Pointing dataset entries:
__________________________________________________

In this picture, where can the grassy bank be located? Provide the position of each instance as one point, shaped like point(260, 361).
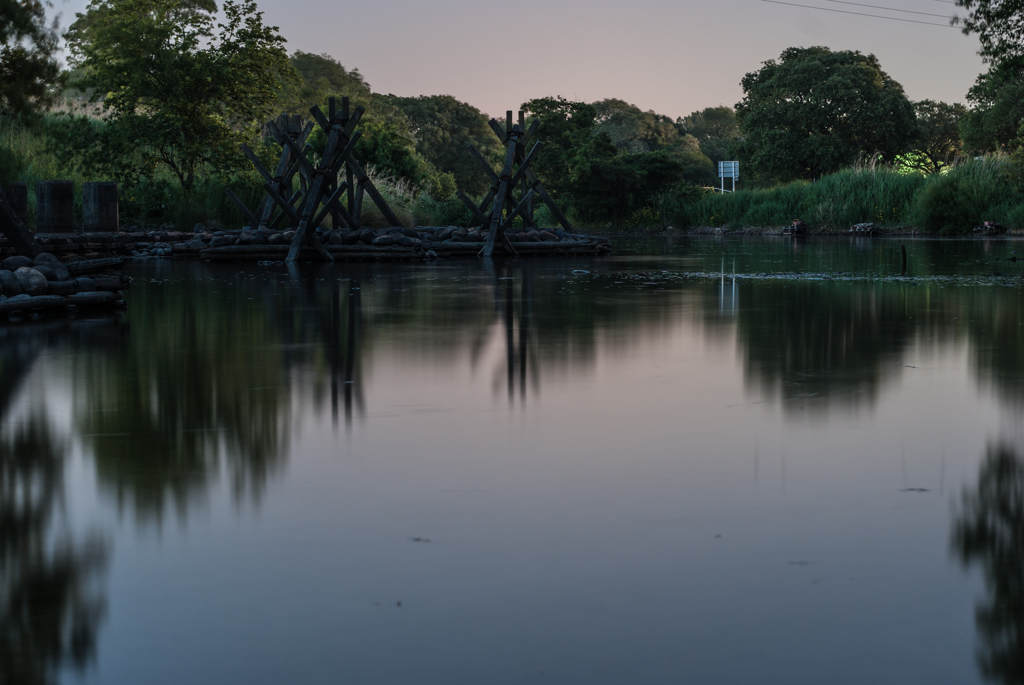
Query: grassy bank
point(988, 188)
point(160, 203)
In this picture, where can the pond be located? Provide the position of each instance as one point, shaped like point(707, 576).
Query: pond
point(590, 470)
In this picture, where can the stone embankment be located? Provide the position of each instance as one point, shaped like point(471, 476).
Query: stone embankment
point(46, 284)
point(246, 245)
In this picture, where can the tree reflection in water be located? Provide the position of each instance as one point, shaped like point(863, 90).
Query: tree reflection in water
point(188, 390)
point(988, 530)
point(50, 601)
point(820, 343)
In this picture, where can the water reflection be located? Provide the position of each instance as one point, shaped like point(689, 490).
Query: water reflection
point(187, 389)
point(819, 346)
point(51, 603)
point(989, 531)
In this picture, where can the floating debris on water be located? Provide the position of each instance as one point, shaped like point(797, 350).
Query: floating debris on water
point(663, 277)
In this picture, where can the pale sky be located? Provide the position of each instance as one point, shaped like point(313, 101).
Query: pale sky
point(673, 57)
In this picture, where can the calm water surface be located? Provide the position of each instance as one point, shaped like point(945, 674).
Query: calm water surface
point(580, 471)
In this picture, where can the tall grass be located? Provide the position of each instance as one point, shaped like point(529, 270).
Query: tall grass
point(972, 191)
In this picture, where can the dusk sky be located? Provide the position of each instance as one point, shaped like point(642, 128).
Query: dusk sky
point(673, 57)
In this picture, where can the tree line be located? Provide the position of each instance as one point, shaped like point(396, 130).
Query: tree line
point(164, 92)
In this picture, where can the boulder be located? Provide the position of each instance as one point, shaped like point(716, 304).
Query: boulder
point(51, 262)
point(47, 272)
point(16, 262)
point(85, 285)
point(32, 282)
point(9, 284)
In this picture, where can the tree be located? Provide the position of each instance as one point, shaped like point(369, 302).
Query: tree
point(323, 69)
point(633, 130)
point(582, 166)
point(442, 127)
point(996, 114)
point(566, 129)
point(939, 139)
point(998, 25)
point(815, 112)
point(176, 92)
point(696, 168)
point(28, 66)
point(715, 129)
point(28, 69)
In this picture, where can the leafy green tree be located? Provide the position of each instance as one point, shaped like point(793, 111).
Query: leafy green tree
point(592, 177)
point(328, 71)
point(321, 76)
point(29, 70)
point(939, 139)
point(177, 91)
point(632, 129)
point(996, 113)
point(998, 25)
point(442, 127)
point(696, 168)
point(715, 129)
point(28, 65)
point(815, 112)
point(566, 129)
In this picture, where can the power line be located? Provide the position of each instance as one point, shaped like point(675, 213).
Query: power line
point(878, 16)
point(889, 9)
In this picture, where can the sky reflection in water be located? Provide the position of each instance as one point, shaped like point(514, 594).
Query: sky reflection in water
point(536, 472)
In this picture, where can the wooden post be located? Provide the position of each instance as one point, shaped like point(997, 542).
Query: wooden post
point(15, 230)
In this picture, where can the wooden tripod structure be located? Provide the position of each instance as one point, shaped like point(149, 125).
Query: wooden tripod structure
point(320, 193)
point(502, 205)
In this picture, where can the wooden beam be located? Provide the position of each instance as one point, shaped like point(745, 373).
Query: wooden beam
point(242, 208)
point(477, 214)
point(324, 122)
point(285, 206)
point(524, 165)
point(536, 182)
point(529, 132)
point(482, 162)
point(518, 209)
point(332, 203)
point(15, 230)
point(256, 163)
point(501, 196)
point(296, 150)
point(499, 131)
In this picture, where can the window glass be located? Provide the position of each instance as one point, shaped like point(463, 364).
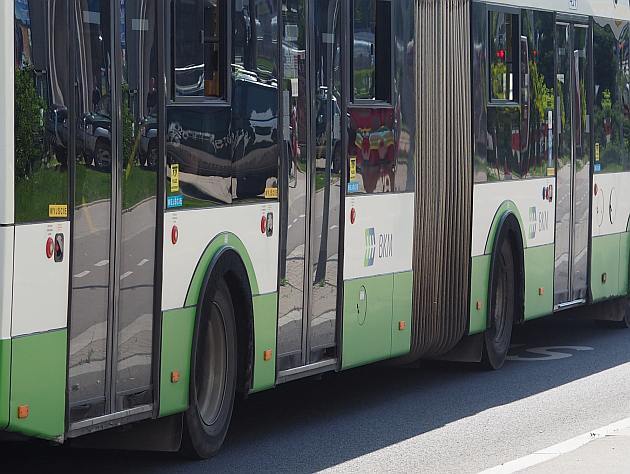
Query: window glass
point(41, 111)
point(537, 94)
point(611, 96)
point(255, 101)
point(197, 50)
point(372, 50)
point(503, 30)
point(504, 159)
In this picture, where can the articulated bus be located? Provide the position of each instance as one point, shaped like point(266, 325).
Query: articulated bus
point(203, 199)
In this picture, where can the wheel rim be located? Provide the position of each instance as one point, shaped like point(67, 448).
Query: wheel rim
point(211, 365)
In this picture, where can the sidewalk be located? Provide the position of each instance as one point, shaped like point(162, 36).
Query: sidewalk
point(605, 450)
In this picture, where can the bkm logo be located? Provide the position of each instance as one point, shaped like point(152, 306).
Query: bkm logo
point(385, 246)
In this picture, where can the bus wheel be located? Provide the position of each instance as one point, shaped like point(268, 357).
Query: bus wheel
point(502, 308)
point(213, 376)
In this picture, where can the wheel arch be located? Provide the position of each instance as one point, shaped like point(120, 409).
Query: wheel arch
point(509, 226)
point(233, 265)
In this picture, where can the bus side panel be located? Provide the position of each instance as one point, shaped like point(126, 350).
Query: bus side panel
point(611, 214)
point(536, 216)
point(38, 382)
point(202, 234)
point(377, 266)
point(7, 143)
point(178, 326)
point(38, 329)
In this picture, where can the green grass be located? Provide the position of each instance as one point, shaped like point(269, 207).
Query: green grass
point(34, 194)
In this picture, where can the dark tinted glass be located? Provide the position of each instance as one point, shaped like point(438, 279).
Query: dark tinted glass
point(503, 31)
point(198, 48)
point(537, 94)
point(611, 120)
point(372, 50)
point(255, 100)
point(41, 110)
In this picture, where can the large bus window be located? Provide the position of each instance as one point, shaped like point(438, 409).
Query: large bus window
point(372, 50)
point(41, 111)
point(198, 48)
point(610, 45)
point(503, 32)
point(537, 94)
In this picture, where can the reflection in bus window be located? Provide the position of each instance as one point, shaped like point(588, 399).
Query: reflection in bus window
point(198, 48)
point(502, 79)
point(372, 50)
point(41, 110)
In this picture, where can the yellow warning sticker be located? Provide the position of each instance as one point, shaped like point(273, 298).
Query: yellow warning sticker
point(596, 152)
point(174, 178)
point(271, 193)
point(57, 210)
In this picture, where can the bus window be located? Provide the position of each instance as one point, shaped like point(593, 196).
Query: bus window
point(372, 50)
point(199, 48)
point(503, 31)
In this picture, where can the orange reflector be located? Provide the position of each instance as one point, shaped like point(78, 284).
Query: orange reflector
point(175, 376)
point(23, 411)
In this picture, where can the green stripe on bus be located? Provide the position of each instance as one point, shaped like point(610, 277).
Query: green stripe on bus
point(505, 208)
point(539, 274)
point(38, 380)
point(479, 284)
point(609, 266)
point(5, 381)
point(221, 241)
point(265, 326)
point(178, 326)
point(373, 308)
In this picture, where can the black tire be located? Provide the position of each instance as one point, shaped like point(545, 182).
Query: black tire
point(213, 376)
point(502, 308)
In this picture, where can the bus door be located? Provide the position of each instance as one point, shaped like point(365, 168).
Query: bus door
point(311, 183)
point(573, 164)
point(113, 130)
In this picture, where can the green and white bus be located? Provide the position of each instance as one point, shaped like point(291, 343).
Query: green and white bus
point(203, 199)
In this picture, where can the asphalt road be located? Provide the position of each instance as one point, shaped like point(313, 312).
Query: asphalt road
point(440, 417)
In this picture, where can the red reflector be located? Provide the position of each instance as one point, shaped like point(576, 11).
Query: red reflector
point(50, 247)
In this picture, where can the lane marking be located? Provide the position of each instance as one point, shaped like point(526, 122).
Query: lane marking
point(547, 454)
point(549, 353)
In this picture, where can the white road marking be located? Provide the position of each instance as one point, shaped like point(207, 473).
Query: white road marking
point(549, 353)
point(559, 449)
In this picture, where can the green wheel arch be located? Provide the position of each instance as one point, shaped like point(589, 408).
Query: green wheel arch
point(508, 207)
point(223, 241)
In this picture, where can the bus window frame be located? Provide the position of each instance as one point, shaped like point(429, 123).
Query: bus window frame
point(225, 63)
point(516, 57)
point(371, 103)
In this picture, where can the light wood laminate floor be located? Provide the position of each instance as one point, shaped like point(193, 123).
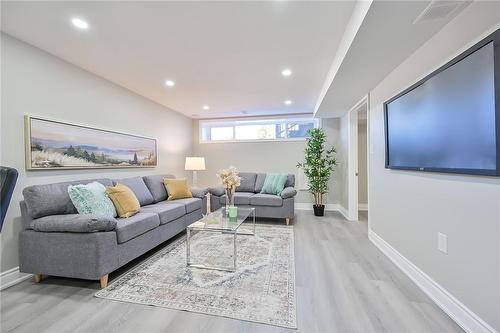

__________________________________________________

Task objective: Copy all of the entries above word for word, and leave the pictures out of your copy.

The response:
In this picture, where can the grassy bank be located? Provide the position of each instance as one point, shaped like point(260, 361).
Query: grassy bank
point(988, 188)
point(160, 203)
In this picture, where can the pond be located? Provide the position of each instance as one point, shaped like point(707, 576).
Query: pond
point(590, 470)
In this picture, where can the stone embankment be located? Provide the position of each instance as one point, shaped like point(471, 476).
Query: stone embankment
point(46, 284)
point(246, 245)
In this picture, where can the tree reflection in water be located? Provide the position of each instance as one point, shaped like point(863, 90).
Query: tree reflection in water
point(188, 390)
point(988, 530)
point(50, 601)
point(820, 343)
In this picture, where can the water reflection be located? Provide the position of each instance as one point, shaped like point(689, 490).
Query: water reflection
point(187, 389)
point(819, 346)
point(51, 603)
point(989, 531)
In this picture, where can the floating debris on water be located? Provide the position of each instance as one point, shaped like point(797, 350).
Query: floating debris on water
point(663, 277)
In this picture, where can the pale sky be located? Provide the position of each instance as one point, shaped like point(313, 101).
Query: pale sky
point(673, 57)
In this picture, where can the calm water surface be located? Provide the position of each instance as one point, shaped like point(945, 674).
Query: calm water surface
point(580, 471)
In this picture, where can the tall grass be located? Provide the position of each instance as one point, shaped like point(529, 270).
Query: tall grass
point(972, 191)
In this picture, where can the dusk sky be located? Provide the position of each instance as one point, shaped like point(642, 128).
Query: dusk sky
point(673, 57)
In this picture, where can the tree line be located? Provide the position of each instance as one point, shaped like point(396, 130).
Query: tree line
point(164, 92)
In this picture, where can the boulder be located? Provide the position of each instance as one point, shaped like point(716, 304).
Query: boulder
point(51, 262)
point(47, 272)
point(16, 262)
point(85, 285)
point(32, 282)
point(9, 284)
In this picture, where can the tree be located? Provide the position of each instance as one point, shaped like point(369, 302).
Query: tree
point(323, 69)
point(633, 130)
point(582, 166)
point(442, 127)
point(996, 114)
point(566, 129)
point(939, 139)
point(998, 25)
point(815, 112)
point(176, 92)
point(696, 168)
point(28, 66)
point(715, 129)
point(28, 69)
In this picture, where can the leafy green tree be located? Provide the position of each instance as one point, shaped like point(793, 111).
Query: leafy green tree
point(592, 177)
point(328, 71)
point(321, 76)
point(29, 70)
point(939, 139)
point(177, 91)
point(632, 129)
point(996, 113)
point(998, 25)
point(442, 127)
point(696, 168)
point(715, 129)
point(28, 65)
point(815, 112)
point(566, 129)
In this picture, where can the power line be located? Provide the position of each instance as one point, shaped like point(675, 213).
Query: power line
point(878, 16)
point(889, 9)
In this picture, where can the sky reflection in water be located? Provide the position of each instance as one point, shaped like point(514, 594).
Query: sky reflection in water
point(536, 472)
In this picture, where can the wooden post be located? Provide the position of each instance as one point, shaped like point(997, 542).
Query: wooden post
point(15, 230)
In this picture, where can the wooden tripod structure be located? Provide the position of each instance as one point, shaped like point(149, 125).
Query: wooden tripod structure
point(320, 193)
point(502, 205)
In this picture, where can the wooden beam be located? Provide the position of each instance as one point, shaped like point(745, 373).
Query: wooden beam
point(242, 208)
point(477, 214)
point(324, 122)
point(285, 206)
point(524, 165)
point(536, 182)
point(529, 132)
point(482, 162)
point(518, 209)
point(332, 203)
point(15, 230)
point(256, 163)
point(501, 196)
point(296, 150)
point(499, 131)
In this picture, where can the window glass be located? Provide the position of each instance as one point, shaped like point(463, 364).
Query: window glass
point(41, 111)
point(537, 94)
point(611, 96)
point(255, 101)
point(197, 50)
point(372, 50)
point(503, 30)
point(504, 159)
In this picture, where can the articulated bus be located? Provide the position of each instance as one point, shaped like point(266, 325).
Query: articulated bus
point(203, 199)
In this picture, where can the wheel rim be located? Provide the position of each instance as one point, shaped like point(67, 448).
Query: wheel rim
point(211, 365)
In this picture, where can the sidewalk be located? Provide the position of each instance as one point, shaped like point(162, 36).
Query: sidewalk
point(605, 450)
In this picture, where can the bkm logo be located? Provide the position of each instance as one point, shaped like point(152, 306).
Query: bkm logo
point(385, 246)
In this picture, where can the bus wheel be located? Provide the position of each instance as one point, shaped like point(268, 357).
Query: bus wheel
point(502, 308)
point(213, 376)
In this picture, where can the wheel arch be located? Provide the position of each instance as one point, shaped like point(120, 409).
Query: wheel arch
point(509, 226)
point(233, 265)
In this picture, where can the bus side panel be located? Provide the position of each instance as one point, shaped like point(126, 350).
Query: bus side panel
point(611, 214)
point(536, 216)
point(38, 382)
point(202, 234)
point(377, 266)
point(7, 143)
point(178, 326)
point(38, 329)
In this picture, where can the green grass be located? Provide the position of each instance as one point, shaped like point(269, 207).
Query: green grass
point(34, 194)
In this picture, where can the dark tinted glass be located? Provide the position of each instance as one point, shaped like point(438, 279).
Query: dark tinted glass
point(503, 31)
point(198, 48)
point(537, 94)
point(611, 120)
point(372, 50)
point(255, 100)
point(41, 110)
In this picture, where can the large bus window be located? Provide the position of each instance as one point, shaped like point(438, 409).
Query: large bus window
point(372, 50)
point(41, 111)
point(198, 48)
point(610, 45)
point(503, 32)
point(537, 94)
In this picture, where can the reflection in bus window be located? Provide the position of each instance as one point, shaped like point(588, 399).
Query: reflection in bus window
point(198, 48)
point(502, 79)
point(372, 50)
point(41, 110)
In this picture, where can the yellow warning sticker be located? Provide the position of each instance as one point, shaped like point(273, 298).
Query: yellow warning sticker
point(596, 152)
point(174, 178)
point(271, 193)
point(57, 210)
In this picture, where can the bus window be located? Provide the position of each instance as one point, shaped like point(593, 196).
Query: bus window
point(372, 50)
point(199, 48)
point(503, 31)
In this picture, where can the orange reflector be located? Provide the position of each instance as one point, shaped like point(78, 284).
Query: orange reflector
point(175, 376)
point(23, 411)
In this picture, where can the green stripe on bus be located? Provide the position of each instance as one point, shaped like point(610, 277).
Query: green stripe on bus
point(505, 208)
point(539, 274)
point(38, 380)
point(479, 284)
point(609, 266)
point(5, 381)
point(221, 241)
point(265, 326)
point(178, 326)
point(373, 308)
In this picture, where can the black tire be located? Provide the position of each instance as one point, shaped like point(545, 182).
Query: black tire
point(213, 376)
point(502, 308)
In this picture, where can the bus door be located? Provide the position of each instance as one point, shaped like point(365, 168).
Query: bus door
point(311, 183)
point(573, 164)
point(113, 130)
In this picture, where can the green and white bus be located? Provide the position of each instance as one point, shaped like point(291, 343).
Query: green and white bus
point(203, 199)
In this picture, where can the asphalt road be located? Provide the position of each instance as one point, shaped like point(313, 312).
Query: asphalt road
point(440, 417)
In this picture, where can the red reflector be located? Provide the position of each instance as one point, shaped like point(576, 11).
Query: red reflector
point(50, 247)
In this picture, where can the lane marking be located? Provide the position of each instance as one point, shaped like point(526, 122).
Query: lane marking
point(547, 454)
point(549, 353)
In this picture, where can the white road marking be located? Provide the position of each instance as one point, shaped like point(207, 473).
Query: white road marking
point(549, 353)
point(559, 449)
In this picture, where can the green wheel arch be located? Provide the position of each instance as one point, shaped like point(589, 408).
Query: green wheel arch
point(508, 207)
point(223, 241)
In this picture, where can the bus window frame be located? Provide the position of each instance as one point, shaped like point(429, 123).
Query: bus window frame
point(225, 63)
point(516, 57)
point(371, 103)
In this picture, where can the light wood laminate floor be located? Provide the position of each instance as one point, shaped like point(193, 123).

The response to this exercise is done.